WORK ORDER: Retype exactly the lines from the one holding "Target: rear fender flare" through the final line of the data, both included.
Segment Start: DATA FOR THIS EXERCISE
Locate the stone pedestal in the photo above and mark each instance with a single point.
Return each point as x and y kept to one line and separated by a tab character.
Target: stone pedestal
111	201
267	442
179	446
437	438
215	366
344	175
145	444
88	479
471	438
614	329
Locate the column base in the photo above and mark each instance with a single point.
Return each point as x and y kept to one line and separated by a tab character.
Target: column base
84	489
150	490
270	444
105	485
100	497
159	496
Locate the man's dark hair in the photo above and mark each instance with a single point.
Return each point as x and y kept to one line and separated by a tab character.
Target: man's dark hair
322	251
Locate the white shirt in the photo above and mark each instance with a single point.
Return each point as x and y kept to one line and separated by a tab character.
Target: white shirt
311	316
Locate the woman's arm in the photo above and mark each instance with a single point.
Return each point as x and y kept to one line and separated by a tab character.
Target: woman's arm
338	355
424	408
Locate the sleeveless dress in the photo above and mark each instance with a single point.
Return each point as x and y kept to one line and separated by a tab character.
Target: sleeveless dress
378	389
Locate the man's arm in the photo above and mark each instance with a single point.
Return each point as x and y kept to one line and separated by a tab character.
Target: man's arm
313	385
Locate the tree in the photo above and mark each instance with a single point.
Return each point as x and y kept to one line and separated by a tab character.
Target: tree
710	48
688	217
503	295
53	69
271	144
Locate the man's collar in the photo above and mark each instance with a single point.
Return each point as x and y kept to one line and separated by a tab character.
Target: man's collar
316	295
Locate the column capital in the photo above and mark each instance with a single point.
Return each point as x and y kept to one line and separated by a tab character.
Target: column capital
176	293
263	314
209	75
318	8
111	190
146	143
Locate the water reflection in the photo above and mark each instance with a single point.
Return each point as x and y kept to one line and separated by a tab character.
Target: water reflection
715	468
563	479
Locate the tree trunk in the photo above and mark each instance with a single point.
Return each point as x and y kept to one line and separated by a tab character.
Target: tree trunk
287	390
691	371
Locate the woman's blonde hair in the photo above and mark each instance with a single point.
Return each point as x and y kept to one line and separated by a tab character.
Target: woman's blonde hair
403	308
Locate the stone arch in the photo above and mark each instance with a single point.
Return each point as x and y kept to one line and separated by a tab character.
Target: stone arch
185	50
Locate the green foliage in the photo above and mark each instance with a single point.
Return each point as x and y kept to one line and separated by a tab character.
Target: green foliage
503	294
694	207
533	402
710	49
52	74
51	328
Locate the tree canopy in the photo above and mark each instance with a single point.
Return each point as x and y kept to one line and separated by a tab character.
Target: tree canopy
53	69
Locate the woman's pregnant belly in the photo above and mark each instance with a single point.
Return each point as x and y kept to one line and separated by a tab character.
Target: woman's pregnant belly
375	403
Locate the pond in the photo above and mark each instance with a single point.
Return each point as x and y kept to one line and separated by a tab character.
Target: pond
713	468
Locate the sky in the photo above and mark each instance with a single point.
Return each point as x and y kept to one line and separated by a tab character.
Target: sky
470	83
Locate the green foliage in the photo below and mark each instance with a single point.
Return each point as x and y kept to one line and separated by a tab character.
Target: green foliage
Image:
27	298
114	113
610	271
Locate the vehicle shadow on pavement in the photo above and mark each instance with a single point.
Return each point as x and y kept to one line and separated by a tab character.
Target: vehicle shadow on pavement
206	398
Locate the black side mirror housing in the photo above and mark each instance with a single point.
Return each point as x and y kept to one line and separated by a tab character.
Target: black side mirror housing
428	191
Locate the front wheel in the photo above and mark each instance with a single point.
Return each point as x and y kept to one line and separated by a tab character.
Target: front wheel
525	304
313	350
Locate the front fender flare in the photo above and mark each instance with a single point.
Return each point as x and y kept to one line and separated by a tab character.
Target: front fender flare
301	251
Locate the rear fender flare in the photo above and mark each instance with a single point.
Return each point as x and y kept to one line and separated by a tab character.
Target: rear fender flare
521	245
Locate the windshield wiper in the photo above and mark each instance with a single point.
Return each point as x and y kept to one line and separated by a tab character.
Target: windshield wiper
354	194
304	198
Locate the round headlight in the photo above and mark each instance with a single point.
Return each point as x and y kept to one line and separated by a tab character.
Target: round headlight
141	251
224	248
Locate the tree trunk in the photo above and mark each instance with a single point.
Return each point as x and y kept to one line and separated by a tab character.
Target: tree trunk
Segment End: DATA FOR THIS EXERCISE
RESULT OF THIS EXERCISE:
Target: rear fender flare
521	245
Locate the windshield wiper in the photo above and mark each instance with a single point.
Return each point as x and y kept to one line and separated by a tab character.
Target: windshield wiper
354	194
304	198
Locate the round headlight in the photo above and mark each instance with a single point.
Return each point as x and y kept to one line and separated by a tab character.
Target: round headlight
141	251
224	248
Locate the tree trunk in the photo above and mark each instance with a single point.
Return each point as x and y kept to one line and separated by a tab character.
Target: tree trunk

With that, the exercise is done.